-- start of Supplied records --

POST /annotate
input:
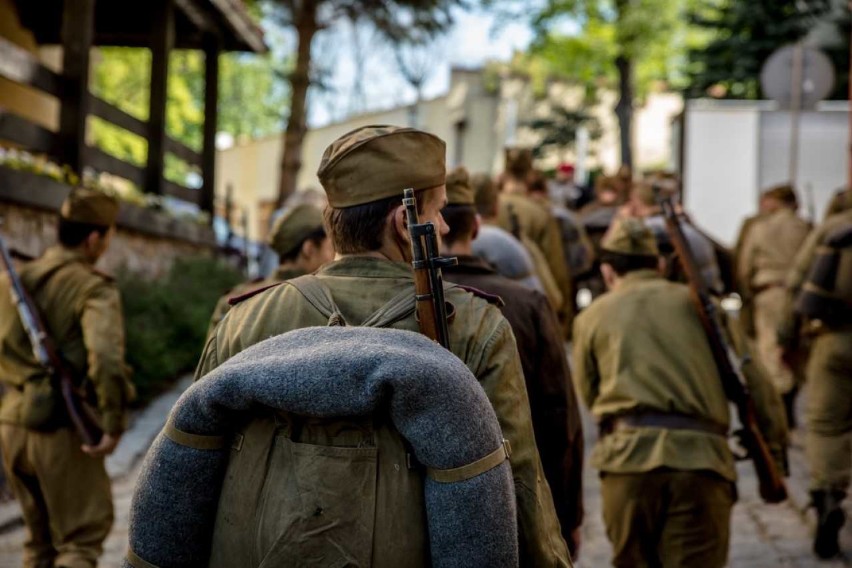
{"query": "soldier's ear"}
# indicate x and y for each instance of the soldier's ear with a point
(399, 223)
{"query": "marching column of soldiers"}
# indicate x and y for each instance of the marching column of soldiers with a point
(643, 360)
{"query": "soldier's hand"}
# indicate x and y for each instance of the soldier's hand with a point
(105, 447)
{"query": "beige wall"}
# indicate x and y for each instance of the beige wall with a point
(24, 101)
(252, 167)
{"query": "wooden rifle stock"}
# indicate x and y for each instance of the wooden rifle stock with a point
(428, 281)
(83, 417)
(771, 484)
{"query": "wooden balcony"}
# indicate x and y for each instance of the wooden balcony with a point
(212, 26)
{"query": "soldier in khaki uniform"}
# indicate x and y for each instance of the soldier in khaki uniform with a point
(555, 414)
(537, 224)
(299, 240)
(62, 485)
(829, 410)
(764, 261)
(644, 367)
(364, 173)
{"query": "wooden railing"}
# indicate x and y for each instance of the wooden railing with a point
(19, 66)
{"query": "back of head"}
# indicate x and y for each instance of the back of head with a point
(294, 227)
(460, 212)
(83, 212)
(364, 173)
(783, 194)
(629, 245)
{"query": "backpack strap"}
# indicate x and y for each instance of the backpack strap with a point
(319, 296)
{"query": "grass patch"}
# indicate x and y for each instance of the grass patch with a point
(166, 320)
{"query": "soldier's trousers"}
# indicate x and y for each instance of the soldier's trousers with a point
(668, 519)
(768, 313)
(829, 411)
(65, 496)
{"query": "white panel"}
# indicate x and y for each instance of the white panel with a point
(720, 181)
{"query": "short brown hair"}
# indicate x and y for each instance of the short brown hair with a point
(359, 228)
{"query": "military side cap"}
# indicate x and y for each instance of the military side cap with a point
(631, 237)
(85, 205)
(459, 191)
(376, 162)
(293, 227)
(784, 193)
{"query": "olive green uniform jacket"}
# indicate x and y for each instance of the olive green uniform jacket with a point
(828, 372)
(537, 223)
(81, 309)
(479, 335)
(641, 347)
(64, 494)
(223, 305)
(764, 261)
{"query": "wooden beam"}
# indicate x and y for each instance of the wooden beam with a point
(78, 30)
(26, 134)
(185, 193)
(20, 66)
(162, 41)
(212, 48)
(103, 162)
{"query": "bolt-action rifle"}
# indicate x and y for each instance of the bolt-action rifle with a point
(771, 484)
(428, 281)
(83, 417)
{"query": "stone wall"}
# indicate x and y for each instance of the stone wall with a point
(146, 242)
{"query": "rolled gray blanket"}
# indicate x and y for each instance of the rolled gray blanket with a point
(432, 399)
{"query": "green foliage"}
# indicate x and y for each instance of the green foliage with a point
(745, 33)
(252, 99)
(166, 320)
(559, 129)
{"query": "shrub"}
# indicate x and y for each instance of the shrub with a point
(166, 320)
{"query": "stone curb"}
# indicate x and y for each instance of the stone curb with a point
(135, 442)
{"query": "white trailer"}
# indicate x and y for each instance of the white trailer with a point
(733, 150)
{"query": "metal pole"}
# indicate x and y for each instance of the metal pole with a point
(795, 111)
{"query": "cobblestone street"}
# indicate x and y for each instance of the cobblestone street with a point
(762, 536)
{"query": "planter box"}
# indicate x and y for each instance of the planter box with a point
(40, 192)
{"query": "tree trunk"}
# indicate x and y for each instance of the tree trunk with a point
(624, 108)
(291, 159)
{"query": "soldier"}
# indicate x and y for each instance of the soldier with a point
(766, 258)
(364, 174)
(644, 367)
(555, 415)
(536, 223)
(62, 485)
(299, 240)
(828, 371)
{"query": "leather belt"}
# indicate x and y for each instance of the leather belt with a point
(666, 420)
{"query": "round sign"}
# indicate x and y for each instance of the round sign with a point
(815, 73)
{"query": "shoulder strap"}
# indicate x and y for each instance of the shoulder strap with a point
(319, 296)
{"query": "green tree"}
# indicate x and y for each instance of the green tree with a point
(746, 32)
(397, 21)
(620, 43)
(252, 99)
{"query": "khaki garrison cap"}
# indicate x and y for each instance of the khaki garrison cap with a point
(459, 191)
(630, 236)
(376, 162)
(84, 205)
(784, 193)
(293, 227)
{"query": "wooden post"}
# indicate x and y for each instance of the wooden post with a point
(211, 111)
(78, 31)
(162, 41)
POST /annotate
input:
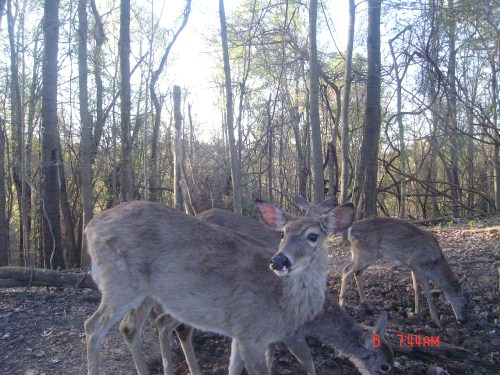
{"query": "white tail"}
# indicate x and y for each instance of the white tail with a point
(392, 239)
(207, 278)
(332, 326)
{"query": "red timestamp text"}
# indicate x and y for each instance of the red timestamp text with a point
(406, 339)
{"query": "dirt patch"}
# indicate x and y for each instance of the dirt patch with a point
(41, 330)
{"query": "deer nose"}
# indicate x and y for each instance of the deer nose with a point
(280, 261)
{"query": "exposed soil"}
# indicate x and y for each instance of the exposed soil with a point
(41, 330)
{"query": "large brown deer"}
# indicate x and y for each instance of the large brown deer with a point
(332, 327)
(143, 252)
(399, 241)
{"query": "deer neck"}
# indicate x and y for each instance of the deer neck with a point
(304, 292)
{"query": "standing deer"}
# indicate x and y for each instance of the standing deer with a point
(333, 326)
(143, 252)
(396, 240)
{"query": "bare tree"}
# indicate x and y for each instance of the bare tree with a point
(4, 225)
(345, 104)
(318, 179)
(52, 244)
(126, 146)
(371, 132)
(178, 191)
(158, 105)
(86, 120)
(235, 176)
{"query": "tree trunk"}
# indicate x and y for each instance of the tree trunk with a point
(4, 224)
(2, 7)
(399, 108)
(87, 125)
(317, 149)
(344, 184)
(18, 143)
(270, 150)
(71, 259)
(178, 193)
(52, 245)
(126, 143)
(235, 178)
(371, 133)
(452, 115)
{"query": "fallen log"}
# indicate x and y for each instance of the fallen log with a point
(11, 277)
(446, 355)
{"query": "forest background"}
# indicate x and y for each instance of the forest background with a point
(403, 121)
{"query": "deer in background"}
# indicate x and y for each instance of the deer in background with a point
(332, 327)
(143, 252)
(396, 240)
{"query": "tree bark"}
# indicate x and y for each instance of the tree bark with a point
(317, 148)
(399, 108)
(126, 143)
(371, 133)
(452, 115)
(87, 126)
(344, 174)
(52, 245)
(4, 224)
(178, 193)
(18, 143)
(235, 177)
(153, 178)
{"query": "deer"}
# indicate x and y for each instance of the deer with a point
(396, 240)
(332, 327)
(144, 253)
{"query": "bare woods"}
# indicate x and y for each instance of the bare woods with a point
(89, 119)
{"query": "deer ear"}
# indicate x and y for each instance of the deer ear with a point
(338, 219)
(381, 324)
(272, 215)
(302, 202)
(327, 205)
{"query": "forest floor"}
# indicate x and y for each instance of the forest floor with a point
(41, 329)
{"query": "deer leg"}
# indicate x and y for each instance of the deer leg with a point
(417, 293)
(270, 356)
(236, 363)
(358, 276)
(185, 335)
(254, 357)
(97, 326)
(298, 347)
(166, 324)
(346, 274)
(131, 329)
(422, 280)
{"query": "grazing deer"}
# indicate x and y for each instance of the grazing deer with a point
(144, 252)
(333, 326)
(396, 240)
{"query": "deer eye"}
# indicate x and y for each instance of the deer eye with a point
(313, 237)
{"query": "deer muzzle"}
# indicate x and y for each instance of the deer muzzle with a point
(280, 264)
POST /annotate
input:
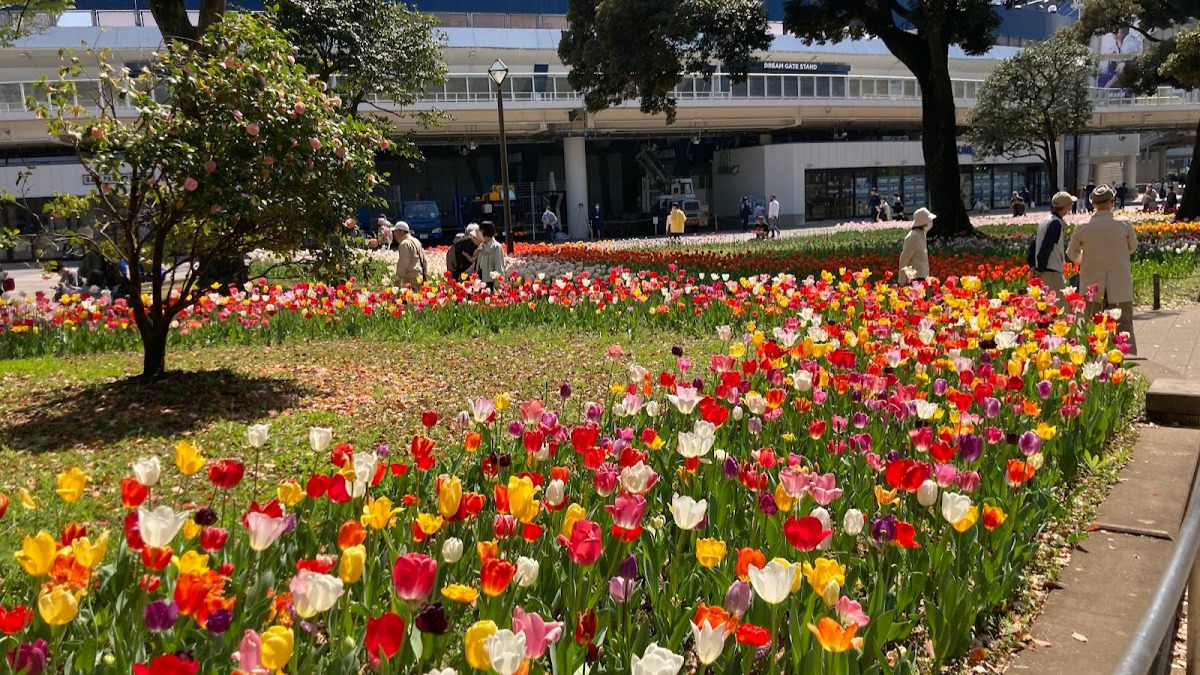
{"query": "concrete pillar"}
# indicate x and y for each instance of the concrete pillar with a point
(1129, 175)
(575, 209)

-- end of Supplied records --
-- start of Supplied records --

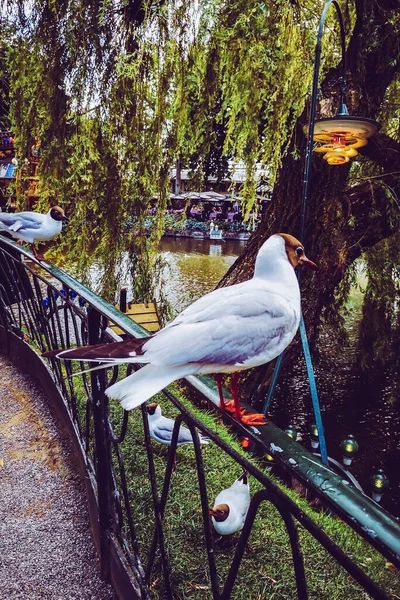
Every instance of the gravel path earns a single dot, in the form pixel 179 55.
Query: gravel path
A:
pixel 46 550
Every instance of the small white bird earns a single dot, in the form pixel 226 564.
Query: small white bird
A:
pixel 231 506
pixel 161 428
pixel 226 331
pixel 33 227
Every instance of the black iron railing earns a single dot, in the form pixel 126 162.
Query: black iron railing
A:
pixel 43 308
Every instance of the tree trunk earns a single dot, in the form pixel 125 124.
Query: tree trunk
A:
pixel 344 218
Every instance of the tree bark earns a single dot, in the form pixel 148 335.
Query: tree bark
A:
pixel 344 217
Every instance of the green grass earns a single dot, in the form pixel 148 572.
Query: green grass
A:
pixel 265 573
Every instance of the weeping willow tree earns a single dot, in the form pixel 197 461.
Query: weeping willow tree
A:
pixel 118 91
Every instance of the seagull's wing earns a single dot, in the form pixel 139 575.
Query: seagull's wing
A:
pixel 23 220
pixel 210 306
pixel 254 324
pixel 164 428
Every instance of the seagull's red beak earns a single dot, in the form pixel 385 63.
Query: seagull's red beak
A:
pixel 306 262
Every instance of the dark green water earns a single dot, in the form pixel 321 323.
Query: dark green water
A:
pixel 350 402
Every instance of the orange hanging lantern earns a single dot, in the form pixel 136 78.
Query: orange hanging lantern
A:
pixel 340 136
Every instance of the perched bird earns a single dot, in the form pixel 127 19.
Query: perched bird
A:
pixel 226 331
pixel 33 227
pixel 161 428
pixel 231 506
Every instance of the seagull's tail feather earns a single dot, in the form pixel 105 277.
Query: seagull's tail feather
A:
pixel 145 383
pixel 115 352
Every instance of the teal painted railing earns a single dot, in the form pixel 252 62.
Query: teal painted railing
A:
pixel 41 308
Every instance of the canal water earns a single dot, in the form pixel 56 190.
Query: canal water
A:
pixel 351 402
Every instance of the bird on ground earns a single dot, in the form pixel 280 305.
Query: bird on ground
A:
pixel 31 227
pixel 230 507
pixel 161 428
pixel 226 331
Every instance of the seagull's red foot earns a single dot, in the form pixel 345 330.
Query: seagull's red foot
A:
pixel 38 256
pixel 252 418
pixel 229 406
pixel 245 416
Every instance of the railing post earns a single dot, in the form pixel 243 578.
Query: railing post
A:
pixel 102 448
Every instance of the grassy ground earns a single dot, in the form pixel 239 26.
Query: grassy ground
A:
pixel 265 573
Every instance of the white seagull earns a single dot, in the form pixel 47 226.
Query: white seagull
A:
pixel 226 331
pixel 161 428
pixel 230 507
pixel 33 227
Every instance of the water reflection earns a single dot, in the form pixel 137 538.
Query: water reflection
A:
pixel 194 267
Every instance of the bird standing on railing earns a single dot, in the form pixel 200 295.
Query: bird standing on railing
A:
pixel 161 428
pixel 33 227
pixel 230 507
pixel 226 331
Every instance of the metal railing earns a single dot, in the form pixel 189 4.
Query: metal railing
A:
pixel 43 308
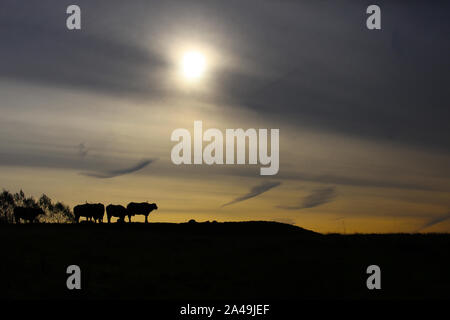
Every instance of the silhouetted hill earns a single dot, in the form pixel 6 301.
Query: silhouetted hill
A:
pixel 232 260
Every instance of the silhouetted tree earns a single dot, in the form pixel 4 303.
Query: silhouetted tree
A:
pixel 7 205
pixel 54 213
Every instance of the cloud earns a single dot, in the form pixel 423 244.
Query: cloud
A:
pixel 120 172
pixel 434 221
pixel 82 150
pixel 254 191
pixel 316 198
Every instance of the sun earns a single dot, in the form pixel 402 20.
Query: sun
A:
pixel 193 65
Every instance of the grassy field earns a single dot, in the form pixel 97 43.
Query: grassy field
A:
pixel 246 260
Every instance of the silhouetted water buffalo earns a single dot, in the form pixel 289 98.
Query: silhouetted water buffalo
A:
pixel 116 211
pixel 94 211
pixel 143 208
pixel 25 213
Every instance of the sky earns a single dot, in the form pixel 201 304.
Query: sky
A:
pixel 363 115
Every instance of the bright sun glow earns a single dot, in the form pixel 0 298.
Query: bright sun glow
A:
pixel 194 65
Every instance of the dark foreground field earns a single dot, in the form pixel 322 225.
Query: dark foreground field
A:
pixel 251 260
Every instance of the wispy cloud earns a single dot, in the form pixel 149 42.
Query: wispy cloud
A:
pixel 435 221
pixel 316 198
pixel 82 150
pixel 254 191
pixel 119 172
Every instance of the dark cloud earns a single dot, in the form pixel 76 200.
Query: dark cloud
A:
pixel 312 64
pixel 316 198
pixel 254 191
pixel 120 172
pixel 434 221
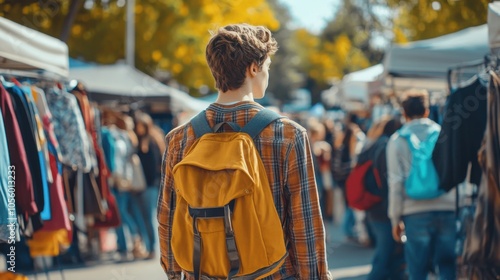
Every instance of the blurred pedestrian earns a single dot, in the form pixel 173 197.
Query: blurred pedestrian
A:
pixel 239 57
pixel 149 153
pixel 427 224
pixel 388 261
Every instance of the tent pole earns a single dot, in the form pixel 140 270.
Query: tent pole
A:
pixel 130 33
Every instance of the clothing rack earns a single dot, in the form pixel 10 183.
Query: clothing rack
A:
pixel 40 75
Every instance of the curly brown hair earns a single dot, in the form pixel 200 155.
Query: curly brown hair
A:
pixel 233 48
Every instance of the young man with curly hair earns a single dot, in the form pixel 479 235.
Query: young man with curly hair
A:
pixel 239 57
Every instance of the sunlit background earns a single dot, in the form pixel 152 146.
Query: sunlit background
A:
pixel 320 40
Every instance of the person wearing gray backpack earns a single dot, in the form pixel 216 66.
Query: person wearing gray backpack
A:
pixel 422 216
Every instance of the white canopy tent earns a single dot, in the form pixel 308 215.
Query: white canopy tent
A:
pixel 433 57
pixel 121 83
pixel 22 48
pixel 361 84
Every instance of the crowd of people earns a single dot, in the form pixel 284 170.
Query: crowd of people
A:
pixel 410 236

-- end of Supplied records --
-- start of Supplied records --

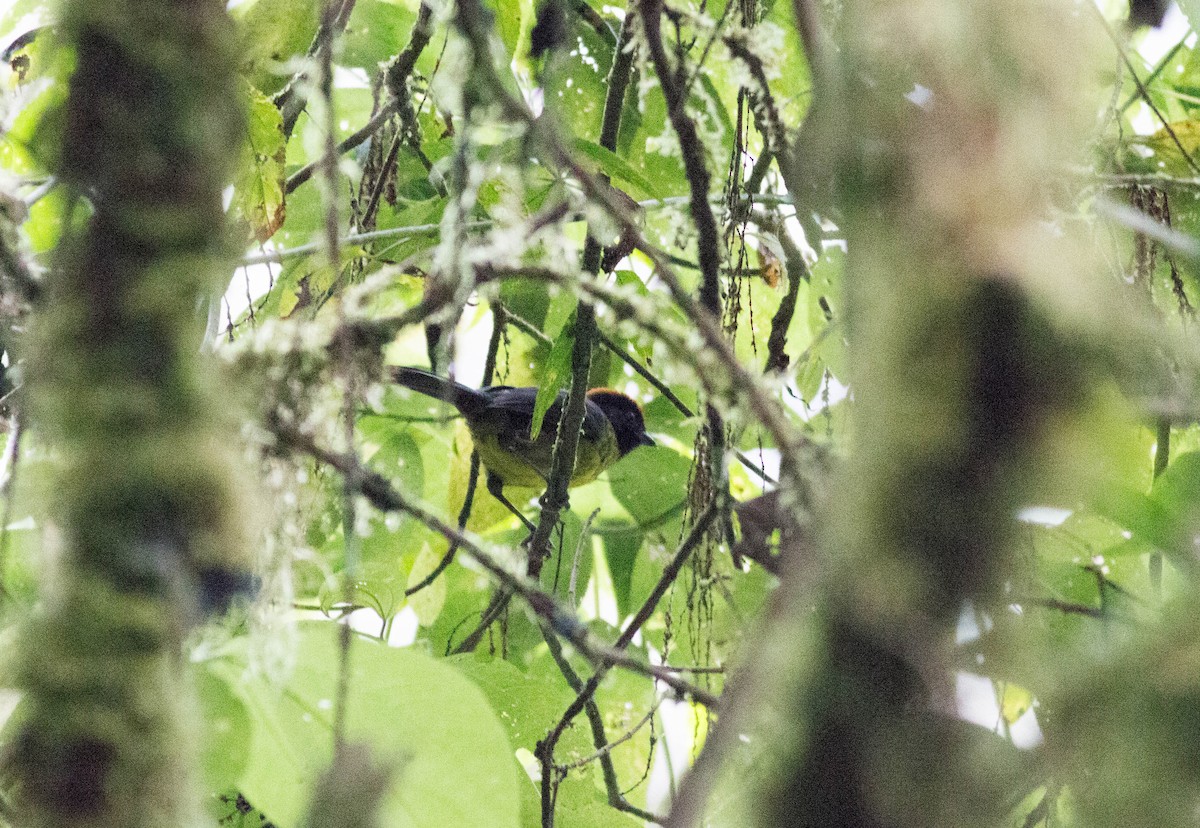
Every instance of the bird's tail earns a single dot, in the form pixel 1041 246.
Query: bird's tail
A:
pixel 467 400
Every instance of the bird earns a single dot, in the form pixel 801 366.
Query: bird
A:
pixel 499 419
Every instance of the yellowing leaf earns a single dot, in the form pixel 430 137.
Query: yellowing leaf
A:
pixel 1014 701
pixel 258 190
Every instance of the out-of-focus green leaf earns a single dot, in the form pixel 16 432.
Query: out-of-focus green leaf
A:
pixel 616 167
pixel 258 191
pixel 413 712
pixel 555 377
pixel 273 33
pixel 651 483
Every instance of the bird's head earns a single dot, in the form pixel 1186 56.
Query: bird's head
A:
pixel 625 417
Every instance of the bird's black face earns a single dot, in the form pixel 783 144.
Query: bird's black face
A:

-- end of Supplied records --

- **What to do**: Reproduce the part of the listing above that begins with the line containing "Every instance of the canal" and ends with the line containing "pixel 245 416", both of those lines included.

- **Answer below**:
Every instance of the canal water earns a single dot, in the form pixel 56 190.
Query: canal water
A:
pixel 351 402
Every instance of the bird on ground earns a single dot, in the form pixel 280 305.
Query: bird on ground
A:
pixel 31 227
pixel 230 507
pixel 161 428
pixel 226 331
Every instance of the seagull's red foot earns a single dot, in the form pixel 345 330.
Query: seagull's red foot
A:
pixel 38 256
pixel 252 418
pixel 229 406
pixel 245 416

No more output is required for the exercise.